DATA TO USE
────────────────────

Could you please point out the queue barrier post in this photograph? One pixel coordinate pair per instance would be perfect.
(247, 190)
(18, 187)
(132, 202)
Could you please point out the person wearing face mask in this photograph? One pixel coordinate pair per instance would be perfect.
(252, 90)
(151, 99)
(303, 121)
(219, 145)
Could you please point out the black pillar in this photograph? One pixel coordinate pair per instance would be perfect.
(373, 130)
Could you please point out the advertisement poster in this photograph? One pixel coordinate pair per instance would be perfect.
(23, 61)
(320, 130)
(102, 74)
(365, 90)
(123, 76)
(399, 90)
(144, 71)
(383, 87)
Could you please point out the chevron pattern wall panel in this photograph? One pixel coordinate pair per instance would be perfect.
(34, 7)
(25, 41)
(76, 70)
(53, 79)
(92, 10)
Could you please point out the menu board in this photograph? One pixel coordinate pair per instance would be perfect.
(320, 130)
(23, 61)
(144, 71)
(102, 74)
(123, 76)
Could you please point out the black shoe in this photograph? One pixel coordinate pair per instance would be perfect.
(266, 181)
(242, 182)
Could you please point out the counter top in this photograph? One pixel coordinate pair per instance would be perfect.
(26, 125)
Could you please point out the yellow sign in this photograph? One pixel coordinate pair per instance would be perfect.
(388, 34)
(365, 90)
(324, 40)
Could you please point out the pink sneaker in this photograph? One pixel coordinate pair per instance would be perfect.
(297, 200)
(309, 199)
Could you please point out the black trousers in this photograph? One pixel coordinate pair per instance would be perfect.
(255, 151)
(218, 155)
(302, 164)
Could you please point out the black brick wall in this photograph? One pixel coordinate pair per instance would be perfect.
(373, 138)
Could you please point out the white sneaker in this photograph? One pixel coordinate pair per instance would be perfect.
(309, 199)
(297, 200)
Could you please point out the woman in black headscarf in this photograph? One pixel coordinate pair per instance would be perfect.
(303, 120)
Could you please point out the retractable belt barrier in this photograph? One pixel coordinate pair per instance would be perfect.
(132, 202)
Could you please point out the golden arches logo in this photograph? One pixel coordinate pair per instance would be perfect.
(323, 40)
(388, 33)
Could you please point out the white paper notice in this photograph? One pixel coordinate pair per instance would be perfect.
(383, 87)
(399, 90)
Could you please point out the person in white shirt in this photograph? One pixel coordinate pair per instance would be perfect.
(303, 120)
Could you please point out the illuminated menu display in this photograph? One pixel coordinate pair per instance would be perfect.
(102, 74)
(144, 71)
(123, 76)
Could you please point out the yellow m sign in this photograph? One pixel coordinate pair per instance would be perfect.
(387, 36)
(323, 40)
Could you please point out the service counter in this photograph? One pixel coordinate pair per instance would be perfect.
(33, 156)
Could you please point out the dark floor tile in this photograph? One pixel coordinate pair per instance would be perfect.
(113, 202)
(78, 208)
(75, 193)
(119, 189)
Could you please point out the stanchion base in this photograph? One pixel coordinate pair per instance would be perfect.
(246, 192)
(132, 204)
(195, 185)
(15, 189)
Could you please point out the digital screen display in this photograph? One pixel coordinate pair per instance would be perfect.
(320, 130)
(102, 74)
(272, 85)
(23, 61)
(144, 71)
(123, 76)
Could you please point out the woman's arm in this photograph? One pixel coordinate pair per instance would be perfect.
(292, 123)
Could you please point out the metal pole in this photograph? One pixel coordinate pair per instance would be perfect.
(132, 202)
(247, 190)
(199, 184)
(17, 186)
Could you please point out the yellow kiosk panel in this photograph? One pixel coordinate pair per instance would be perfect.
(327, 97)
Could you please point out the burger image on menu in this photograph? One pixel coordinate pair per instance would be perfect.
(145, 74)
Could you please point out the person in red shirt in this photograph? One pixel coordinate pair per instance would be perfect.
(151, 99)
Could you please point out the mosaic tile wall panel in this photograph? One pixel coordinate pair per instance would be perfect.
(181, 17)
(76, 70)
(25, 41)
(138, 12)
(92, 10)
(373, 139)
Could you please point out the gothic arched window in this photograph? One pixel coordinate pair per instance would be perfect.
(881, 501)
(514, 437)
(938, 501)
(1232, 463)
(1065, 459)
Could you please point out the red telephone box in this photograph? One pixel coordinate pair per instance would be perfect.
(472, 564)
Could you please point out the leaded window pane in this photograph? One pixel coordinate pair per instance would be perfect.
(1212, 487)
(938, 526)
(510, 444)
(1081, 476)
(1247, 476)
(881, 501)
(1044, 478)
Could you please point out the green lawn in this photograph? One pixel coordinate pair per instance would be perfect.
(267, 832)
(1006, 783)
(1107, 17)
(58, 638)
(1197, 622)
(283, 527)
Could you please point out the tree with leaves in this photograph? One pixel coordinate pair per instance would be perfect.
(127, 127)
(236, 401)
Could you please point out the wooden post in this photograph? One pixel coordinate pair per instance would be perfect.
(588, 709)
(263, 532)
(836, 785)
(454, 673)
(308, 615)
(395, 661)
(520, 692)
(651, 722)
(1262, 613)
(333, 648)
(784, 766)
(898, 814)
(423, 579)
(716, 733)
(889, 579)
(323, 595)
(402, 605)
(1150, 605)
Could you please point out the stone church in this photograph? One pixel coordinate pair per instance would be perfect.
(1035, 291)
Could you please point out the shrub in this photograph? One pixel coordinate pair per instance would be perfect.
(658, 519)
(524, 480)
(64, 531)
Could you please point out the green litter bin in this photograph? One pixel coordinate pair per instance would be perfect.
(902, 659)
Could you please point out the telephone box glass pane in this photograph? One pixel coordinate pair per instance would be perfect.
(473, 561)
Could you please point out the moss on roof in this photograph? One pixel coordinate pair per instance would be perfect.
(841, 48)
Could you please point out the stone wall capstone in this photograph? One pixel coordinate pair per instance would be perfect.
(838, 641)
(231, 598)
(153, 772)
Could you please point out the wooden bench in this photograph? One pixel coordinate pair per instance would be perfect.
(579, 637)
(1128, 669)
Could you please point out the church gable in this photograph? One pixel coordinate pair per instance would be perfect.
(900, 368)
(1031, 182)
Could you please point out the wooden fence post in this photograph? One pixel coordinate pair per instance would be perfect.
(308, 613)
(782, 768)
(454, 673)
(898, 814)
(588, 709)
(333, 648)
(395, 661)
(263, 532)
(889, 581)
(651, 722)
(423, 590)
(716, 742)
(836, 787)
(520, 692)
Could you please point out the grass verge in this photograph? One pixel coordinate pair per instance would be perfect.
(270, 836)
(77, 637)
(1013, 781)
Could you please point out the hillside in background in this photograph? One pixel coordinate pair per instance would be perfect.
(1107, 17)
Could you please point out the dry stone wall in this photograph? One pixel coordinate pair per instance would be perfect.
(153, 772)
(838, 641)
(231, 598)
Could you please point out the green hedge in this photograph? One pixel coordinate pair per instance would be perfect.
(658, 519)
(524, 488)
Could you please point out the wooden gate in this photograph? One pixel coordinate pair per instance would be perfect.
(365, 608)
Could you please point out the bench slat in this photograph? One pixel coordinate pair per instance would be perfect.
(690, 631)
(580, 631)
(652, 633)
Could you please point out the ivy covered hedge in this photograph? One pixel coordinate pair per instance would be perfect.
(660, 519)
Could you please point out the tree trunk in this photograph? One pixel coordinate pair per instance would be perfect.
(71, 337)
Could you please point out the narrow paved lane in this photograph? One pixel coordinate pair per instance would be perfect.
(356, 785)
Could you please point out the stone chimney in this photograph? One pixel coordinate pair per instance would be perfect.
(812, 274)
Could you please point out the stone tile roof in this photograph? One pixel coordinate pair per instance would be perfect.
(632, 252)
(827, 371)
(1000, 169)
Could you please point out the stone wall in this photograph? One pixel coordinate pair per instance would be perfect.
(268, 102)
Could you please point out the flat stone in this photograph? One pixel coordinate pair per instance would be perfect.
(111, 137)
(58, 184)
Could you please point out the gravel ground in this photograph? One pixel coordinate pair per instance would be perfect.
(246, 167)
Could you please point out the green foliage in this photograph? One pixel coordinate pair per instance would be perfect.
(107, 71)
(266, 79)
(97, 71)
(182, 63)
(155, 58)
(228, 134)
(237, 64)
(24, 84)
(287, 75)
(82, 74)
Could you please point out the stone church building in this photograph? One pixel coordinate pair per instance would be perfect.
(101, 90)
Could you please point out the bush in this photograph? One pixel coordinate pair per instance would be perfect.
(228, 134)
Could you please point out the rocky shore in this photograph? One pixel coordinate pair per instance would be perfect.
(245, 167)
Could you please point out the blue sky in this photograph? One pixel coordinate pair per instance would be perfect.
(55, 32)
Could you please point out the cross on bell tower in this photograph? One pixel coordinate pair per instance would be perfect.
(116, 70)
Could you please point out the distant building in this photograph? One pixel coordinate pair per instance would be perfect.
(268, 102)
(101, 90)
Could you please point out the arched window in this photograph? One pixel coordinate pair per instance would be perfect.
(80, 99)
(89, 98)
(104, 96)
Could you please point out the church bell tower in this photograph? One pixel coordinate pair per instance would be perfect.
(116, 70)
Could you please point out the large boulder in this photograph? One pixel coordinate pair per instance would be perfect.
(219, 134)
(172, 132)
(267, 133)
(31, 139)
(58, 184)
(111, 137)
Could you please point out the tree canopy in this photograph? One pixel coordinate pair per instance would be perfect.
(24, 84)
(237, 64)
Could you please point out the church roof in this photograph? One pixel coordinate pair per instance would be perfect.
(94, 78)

────────────────────

WORK INSTRUCTION
Find the line that contains "Could you please point out the church roof". Repeat it and every line after it, exactly as written, up to and including the last line of the records above.

ANSWER BELOW
Could you please point out the church roof in this photograph? One pixel coordinate pair per instance would be perfect.
(94, 78)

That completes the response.